■ **AUFGABE**
Geben Sie den folgenden Textauszug über Wolfs Filme und die Haltung zur Sowjetunion vollständig und wortgetreu wieder.

■ **TEXTAUSZUG**

In diesen Filmen geht es dabei auch um die Haltung zur Sowjetunion, verständlich aus Wolfs Biografie. Man fragt sich, wie er sich da heute positionieren würde. Komplex wird das in »Sonnensucher« abgehandelt, dessen drastische Szenen von Menschen, die im und um den Uranabbau in der Wismut arbeiten (nicht immer freiwillig), auch heute noch eindringlich sind – kaum eine der Figuren kann die unmittelbare Sympathie des Zuschauers erheischen. Erwin Geschonneck als altem Genossen wird von einer Parteisekretärin einmal seine sprunghafte Biografie vorgehalten. An anderer Stelle zählt er auf, warum die Freundschaft mit der Sowjetunion nicht zu hinterfragen ist – diese Szene, so erfährt man aus dem Begleitmaterial, wurde später nachgedreht. Dass der Film in seiner ursprünglichen Form nicht in die Kinos kommen würde, hat der SED-Vorsitzende Walter Ulbricht damals Wolf persönlich erklärt. Am Ende blieben auch die nachträglichen Änderungen vergeblich, die Erstaufführung fand 14 Jahre später statt. Die Anpassung des Künstlers an das Publikum und an die Herrschenden hat Wolf als Gegenwartskomödie (»Der nackte Mann auf dem Sportplatz«) wie als historisches Epos (»Goya«) thematisiert, der Titelzusatz von Lion Feuchtwangers Roman (»Der arge Weg der Erkenntnis«) könnte auch als Motto für Wolf gelten, der als Präsident der Akademie der Künste oft um Kompromisse ringen musste.

■ **VORLIEGENDE ANGABEN**

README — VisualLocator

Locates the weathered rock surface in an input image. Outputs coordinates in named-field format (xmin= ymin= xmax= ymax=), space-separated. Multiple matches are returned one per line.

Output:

* * *

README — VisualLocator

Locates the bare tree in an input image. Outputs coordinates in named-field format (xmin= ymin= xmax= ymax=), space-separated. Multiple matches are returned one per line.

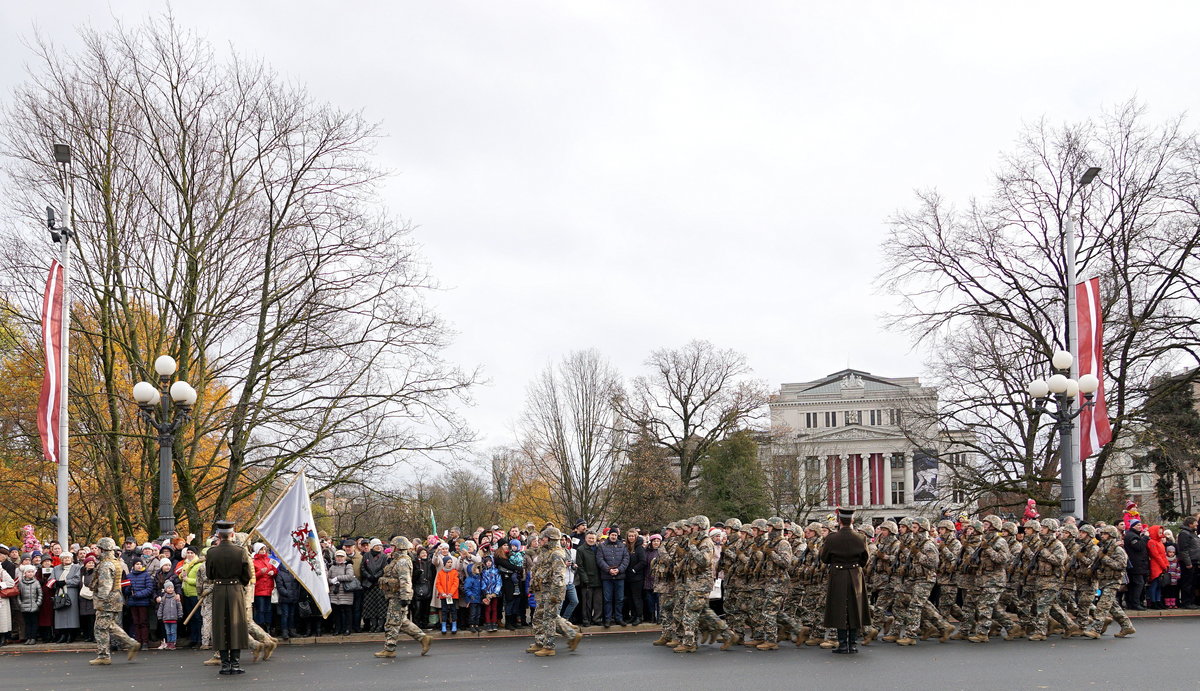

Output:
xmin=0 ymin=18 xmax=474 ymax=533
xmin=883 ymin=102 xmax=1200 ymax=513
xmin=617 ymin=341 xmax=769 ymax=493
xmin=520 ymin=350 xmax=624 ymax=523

...

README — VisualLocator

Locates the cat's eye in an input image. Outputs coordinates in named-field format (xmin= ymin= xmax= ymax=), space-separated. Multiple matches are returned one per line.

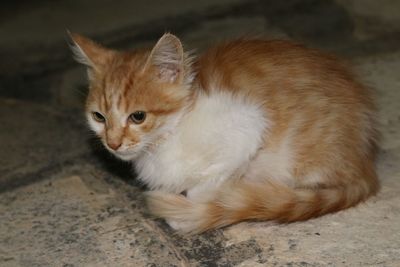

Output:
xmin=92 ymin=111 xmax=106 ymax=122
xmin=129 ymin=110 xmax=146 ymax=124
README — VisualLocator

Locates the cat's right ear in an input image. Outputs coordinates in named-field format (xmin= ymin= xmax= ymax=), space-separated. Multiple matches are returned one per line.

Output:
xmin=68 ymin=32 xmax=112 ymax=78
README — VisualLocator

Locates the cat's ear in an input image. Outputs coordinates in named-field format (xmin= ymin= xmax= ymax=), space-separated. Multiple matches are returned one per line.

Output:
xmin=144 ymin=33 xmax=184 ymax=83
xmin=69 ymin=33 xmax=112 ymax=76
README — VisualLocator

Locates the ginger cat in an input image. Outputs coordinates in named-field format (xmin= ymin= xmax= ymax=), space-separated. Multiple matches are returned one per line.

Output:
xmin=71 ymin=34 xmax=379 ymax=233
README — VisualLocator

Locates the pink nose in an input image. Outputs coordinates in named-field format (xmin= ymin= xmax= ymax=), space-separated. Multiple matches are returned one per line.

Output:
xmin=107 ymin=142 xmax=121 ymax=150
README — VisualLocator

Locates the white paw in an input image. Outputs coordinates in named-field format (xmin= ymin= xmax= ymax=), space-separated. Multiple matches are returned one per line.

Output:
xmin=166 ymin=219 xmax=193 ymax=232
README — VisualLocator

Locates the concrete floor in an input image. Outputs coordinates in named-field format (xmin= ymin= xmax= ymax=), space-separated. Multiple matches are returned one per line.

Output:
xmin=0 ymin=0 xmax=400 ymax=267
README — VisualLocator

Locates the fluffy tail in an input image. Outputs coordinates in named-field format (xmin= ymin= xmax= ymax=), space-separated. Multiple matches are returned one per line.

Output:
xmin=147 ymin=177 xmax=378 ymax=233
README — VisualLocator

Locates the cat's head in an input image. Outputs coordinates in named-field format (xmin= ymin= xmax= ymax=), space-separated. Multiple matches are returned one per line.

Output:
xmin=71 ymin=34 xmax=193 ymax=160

■ **LÖSUNG**
In diesen Filmen geht es dabei auch um die Haltung zur Sowjetunion, verständlich aus Wolfs Biografie. Man fragt sich, wie er sich da heute positionieren würde. Komplex wird das in »Sonnensucher« abgehandelt, dessen drastische Szenen von Menschen, die im und um den Uranabbau in der Wismut arbeiten (nicht immer freiwillig), auch heute noch eindringlich sind – kaum eine der Figuren kann die unmittelbare Sympathie des Zuschauers erheischen. Erwin Geschonneck als altem Genossen wird von einer Parteisekretärin einmal seine sprunghafte Biografie vorgehalten. An anderer Stelle zählt er auf, warum die Freundschaft mit der Sowjetunion nicht zu hinterfragen ist – diese Szene, so erfährt man aus dem Begleitmaterial, wurde später nachgedreht. Dass der Film in seiner ursprünglichen Form nicht in die Kinos kommen würde, hat der SED-Vorsitzende Walter Ulbricht damals Wolf persönlich erklärt. Am Ende blieben auch die nachträglichen Änderungen vergeblich, die Erstaufführung fand 14 Jahre später statt. Die Anpassung des Künstlers an das Publikum und an die Herrschenden hat Wolf als Gegenwartskomödie (»Der nackte Mann auf dem Sportplatz«) wie als historisches Epos (»Goya«) thematisiert, der Titelzusatz von Lion Feuchtwangers Roman (»Der arge Weg der Erkenntnis«) könnte auch als Motto für Wolf gelten, der als Präsident der Akademie der Künste oft um Kompromisse ringen musste.